"Where do you want to go away?"
(Spöttische Abwandlung des bekannten Microsoft-Slogans)

Rückblick auf die CeBIT ´98 und ein Blick voraus - in die mögliche Zukunft der Automobilindustrie

Ein freundlicher Siemens/Nixdorf-Mitarbeiter drückte uns - wissend schmunzelnd - eine Fotokopie in die Hand, auf der zu lesen war: "23 Dinge, die anders wären, wenn Microsoft Autos bauen würde". Nun ist Siemens/Nixdorf nicht Microsoft. Aber abgesehen davon, daß die meisten ihrer PC´s damit laufen, dreht es sich bei dieser "Selbstbetrachtung" mehr um die Gepflogenheiten der Computer-Branche - und die wurden (und werden!) durch Microsoft bestimmt. Insofern handelt es sich nicht um das hämische Grinsen über das Verhalten eines Konkurrenten, sondern eher um eine selbstironische Eigenbetrachtung. - Oder sogar um das Aufbegehren der "Leute an der Basis" gegen die "Machenschaften" in den Führungszentralen? - Das gibt es übrigens auch in der Automobilindustrie. Wie käme Motor-KRITIK sonst an so manche Information? - Aber ist die folgende Darstellung wirklich nur Fiktion?
++++
Schriftlicher Auftrag A | Gib den Abschnitt des CeBIT-Rückblicks zwischen „Ein freundlicher Siemens/Nixdorf-Mitarbeiter“ und „wirklich nur Fiktion?“, beide eingeschlossen, wortgetreu wieder.
Schriftlicher Auftrag B | Setze den CeBIT-Rückblick im Anschluss an seinen letzten Satz fort.
Die Datensätze stammen aus einer anderen Quelle als der CeBIT-Rückblick.
++++
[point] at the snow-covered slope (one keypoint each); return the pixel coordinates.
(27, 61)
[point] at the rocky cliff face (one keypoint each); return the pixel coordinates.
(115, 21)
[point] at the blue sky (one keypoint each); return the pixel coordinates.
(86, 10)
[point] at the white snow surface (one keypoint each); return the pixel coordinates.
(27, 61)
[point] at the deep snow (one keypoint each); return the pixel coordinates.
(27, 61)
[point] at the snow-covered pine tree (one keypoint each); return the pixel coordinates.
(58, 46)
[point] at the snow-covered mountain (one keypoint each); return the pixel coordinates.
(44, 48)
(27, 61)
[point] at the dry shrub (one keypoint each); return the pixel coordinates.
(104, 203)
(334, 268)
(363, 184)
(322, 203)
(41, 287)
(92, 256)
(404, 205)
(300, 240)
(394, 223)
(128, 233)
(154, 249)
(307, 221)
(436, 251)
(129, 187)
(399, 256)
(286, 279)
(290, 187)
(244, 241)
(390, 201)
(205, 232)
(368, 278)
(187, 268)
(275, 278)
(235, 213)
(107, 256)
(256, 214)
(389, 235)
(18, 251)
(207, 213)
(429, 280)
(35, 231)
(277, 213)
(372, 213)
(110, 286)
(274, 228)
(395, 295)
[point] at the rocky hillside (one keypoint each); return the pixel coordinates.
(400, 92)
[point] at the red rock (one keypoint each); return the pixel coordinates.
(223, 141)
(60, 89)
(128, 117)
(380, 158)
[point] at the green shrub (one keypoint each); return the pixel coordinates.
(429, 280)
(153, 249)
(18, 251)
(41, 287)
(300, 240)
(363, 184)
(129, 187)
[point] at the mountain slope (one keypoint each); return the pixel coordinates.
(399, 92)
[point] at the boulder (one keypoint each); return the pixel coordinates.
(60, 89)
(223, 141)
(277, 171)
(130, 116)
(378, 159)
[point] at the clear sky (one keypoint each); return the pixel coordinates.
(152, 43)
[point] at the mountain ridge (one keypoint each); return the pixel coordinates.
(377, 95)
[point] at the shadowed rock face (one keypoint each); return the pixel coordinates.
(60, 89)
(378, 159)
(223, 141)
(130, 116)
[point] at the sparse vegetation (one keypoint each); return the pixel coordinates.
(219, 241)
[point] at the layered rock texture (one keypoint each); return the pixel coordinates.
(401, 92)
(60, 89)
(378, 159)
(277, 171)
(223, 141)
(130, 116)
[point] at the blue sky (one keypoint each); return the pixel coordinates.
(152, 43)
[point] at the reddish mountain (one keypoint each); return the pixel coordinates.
++++
Antwort zum Auftrag A |
Ein freundlicher Siemens/Nixdorf-Mitarbeiter drückte uns - wissend schmunzelnd - eine Fotokopie in die Hand, auf der zu lesen war: "23 Dinge, die anders wären, wenn Microsoft Autos bauen würde". Nun ist Siemens/Nixdorf nicht Microsoft. Aber abgesehen davon, daß die meisten ihrer PC´s damit laufen, dreht es sich bei dieser "Selbstbetrachtung" mehr um die Gepflogenheiten der Computer-Branche - und die wurden (und werden!) durch Microsoft bestimmt. Insofern handelt es sich nicht um das hämische Grinsen über das Verhalten eines Konkurrenten, sondern eher um eine selbstironische Eigenbetrachtung. - Oder sogar um das Aufbegehren der "Leute an der Basis" gegen die "Machenschaften" in den Führungszentralen? - Das gibt es übrigens auch in der Automobilindustrie. Wie käme Motor-KRITIK sonst an so manche Information? - Aber ist die folgende Darstellung wirklich nur Fiktion?

Antwort zum Auftrag B |
Wenn Microsoft auch den Automobilmarkt bestimmen würde

98-03-30/03. Soweit die Ironie. Aber wie bei aller Ironie, verbirgt sich dahinter mehr. Sehen wir uns doch einmal um, wie weit Microsoft schon "den Fuß zwischen der Tür hat", um Automobile (mit) zu bauen.

In der "c't", Deutschlands sachkundigster Computerzeitschrift, war in der Ausgabe 6/98 vom 16. März zu lesen:

"Mit Windows CE hält Redmont einen Trumpf in der Hinterhand, der bereits heute in Handhelds, Setup-Boxen und modernen Telefonen anzutreffen ist, und - seit Microsoft mit Siemens an einem Strang zieht - morgen in Waschmaschinen, Kühlschränken und Elektroherden. Microsoft will sich nicht nur im Haushalt unentbehrlich machen, sondern pflastert mit Windows CE nun anscheinend auch konkurrenzlos den Weg in andere Massenmärkte."

Und "c't" erinnert daran, daß sich Ende Februar die Teilnehmer einer Konferenz der Autoentwickler in Detroit von den Absichten "der Firma aus Redmont" überzeugen konnten: Microsoft, Intel und Ford wollen gemeinsam den sprachgesteuerten Auto-PC ICES entwickeln..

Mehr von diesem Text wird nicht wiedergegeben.